### EXERCISE:
From the Medicaid passage below, list every rule or condition it states about the Medicaid lien.

### SUPPLIED TEXT:
_ _ _ _ _ _ _

One of the biggest myths about Medicaid is that it is "free" medical care for low asset/low-income individuals. Medicaid is not free; rather, it is a cost-delayed program. Any benefits paid on a person's behalf may be recouped by Medicaid after his or her death from his or her estate. This is the infamous "Medicaid lien." By state statute, the Medicaid lien must be paid off before other creditors and before your loved ones inherit. The State of Nevada must pursue this lien or it risks losing federal funding of its Medicaid program.
There is an exception to the Medicaid lien: Medicaid will not enforce its lien during the lifetime of the surviving spouse. Therefore, even if Medicaid records the lien against the applicant's home, Medicaid cannot force the surviving spouse out of the home. Indeed, the Nevada Supreme Court has ruled that Medicaid must release the lien and allow the spouse to sell the house if he or she wishes to move.
Because of this, most Medicaid liens have not been paid and may never be paid. So, how does our government afford to pay for medical care and skilled nursing care under this program? Taxation is the primary way of paying for this program. In addition to existing taxes, effective Jan. 1, 2013, a 3.8 percent new surcharge tax will be applied to certain income in order to pay for the expansion of Medicaid as a result of Obama Care.

_ _ _ _ _ _ _

### RECORDS SHOWN:
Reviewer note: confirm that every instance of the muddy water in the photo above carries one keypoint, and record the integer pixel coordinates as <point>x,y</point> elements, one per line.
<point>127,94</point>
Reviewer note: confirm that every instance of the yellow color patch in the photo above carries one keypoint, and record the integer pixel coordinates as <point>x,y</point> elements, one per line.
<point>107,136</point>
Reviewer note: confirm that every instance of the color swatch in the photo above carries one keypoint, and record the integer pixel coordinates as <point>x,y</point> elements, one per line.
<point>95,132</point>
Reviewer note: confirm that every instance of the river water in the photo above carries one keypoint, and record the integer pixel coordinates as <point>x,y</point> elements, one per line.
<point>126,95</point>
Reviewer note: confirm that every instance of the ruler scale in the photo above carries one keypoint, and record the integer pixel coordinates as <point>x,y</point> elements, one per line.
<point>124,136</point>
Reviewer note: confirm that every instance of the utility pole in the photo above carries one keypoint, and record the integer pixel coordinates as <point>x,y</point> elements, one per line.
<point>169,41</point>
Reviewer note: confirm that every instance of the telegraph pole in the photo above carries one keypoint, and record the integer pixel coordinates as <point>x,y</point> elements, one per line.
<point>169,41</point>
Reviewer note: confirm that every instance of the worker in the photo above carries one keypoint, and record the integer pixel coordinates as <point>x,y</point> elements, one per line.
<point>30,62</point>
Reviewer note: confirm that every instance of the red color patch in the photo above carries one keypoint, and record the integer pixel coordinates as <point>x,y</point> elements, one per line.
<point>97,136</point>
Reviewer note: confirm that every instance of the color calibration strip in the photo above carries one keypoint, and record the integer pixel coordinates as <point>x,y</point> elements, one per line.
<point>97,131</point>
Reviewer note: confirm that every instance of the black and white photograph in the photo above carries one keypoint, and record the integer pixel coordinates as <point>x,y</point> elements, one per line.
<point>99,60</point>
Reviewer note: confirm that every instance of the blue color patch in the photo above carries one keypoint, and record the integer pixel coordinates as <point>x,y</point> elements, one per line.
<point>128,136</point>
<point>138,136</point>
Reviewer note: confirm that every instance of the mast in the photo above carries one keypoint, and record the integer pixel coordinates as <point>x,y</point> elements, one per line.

_ _ _ _ _ _ _

### PROBLEM SOLUTION:
- Benefits paid on a person's behalf may be recouped from his or her estate after death.
- By state statute, the lien must be paid off before other creditors and before loved ones inherit.
- The State of Nevada must pursue the lien or risk losing federal funding of its Medicaid program.
- Medicaid will not enforce the lien during the lifetime of the surviving spouse.
- Even if the lien is recorded against the applicant's home, Medicaid cannot force the surviving spouse out of the home.
- Per the Nevada Supreme Court, Medicaid must release the lien and allow the spouse to sell the house if he or she wishes to move.